[Extract provided — start]

In France, a math teacher set herself on fire on Friday. The 44-year-old educator from Beziers, who has not been named, poured gasoline over herself in the school's playground and lit herself ablaze.

It seemed totally strange and unreal. I saw a body on fire going forward with her hands on her head. Several of us tried to put it out. She kept saying, 'No, leave me, I don't need your help. God told me to do this,' a student named Karim told the BBC.

Other teachers rushed to her aid, throwing blankets over her body. The teacher was helicoptered to the hospital with third degree burns. She is expected to survive.

Self-immolation is often a political act of defiance or protest, but the event Friday seemed to have no such roots. The teacher was said to have been depressed, and was upset after a meeting with several troubled students. The teacher was described by education minister Luc Chatel as someone in a situation of great fragility.

[Extract provided — finish]

■ **Required action**:
Continue the news report about the Beziers math teacher, starting after its last sentence. The lines that follow are separate material with no connection to the news report.

[Recorded information — start]

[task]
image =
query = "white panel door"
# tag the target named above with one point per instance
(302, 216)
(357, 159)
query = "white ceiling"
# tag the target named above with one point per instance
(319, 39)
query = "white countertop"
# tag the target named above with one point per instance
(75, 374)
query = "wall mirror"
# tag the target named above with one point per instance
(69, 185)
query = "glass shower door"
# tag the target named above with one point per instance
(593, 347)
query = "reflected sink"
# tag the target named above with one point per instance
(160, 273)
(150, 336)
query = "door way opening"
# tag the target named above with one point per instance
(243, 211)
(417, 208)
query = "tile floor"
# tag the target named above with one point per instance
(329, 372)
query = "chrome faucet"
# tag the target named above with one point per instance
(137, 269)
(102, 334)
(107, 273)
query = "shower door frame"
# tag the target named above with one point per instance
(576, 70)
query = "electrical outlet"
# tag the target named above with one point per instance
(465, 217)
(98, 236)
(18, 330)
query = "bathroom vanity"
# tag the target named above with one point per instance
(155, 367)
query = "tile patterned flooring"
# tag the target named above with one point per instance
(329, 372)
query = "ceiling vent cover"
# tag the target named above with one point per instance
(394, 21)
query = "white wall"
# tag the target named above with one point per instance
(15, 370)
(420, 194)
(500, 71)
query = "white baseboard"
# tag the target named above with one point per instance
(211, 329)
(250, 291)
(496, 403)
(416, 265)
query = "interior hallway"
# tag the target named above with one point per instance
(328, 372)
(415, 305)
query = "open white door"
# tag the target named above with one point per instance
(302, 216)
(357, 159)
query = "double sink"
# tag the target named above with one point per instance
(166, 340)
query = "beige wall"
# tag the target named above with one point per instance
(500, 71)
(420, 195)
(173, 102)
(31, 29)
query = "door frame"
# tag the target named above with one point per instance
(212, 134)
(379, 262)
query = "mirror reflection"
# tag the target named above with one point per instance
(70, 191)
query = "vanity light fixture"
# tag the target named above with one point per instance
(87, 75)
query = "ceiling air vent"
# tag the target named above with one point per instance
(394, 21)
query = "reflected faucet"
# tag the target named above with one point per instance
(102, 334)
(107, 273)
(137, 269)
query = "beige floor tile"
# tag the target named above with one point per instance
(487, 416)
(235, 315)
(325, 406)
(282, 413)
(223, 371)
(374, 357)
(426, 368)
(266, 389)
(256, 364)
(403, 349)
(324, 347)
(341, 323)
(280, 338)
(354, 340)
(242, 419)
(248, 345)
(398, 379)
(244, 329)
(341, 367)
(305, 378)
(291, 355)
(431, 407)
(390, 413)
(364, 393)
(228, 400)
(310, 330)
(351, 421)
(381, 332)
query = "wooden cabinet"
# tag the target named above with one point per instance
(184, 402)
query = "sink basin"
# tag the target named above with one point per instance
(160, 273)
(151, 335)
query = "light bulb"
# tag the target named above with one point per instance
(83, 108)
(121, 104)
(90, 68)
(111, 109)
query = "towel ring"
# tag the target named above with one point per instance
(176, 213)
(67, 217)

[Recorded information — finish]

■ **Task response**:
The incident marked the third time in a year someone associated with French schools has set themselves on fire. In January, a school-boy self-immolated in Marseille and in November, an 18-year-old student in Bordeaux set himself on fire.

We must be aware of what is being called teachers' fatigue, of professional problems, of the suffering at work that, while we see it in other professions, is more and more present within the education system, a joint statement from France's teachers unions said, according to the Expatica journal.

About 80 students are being counseled by a psychological crisis cell and classes have been suspended until Monday.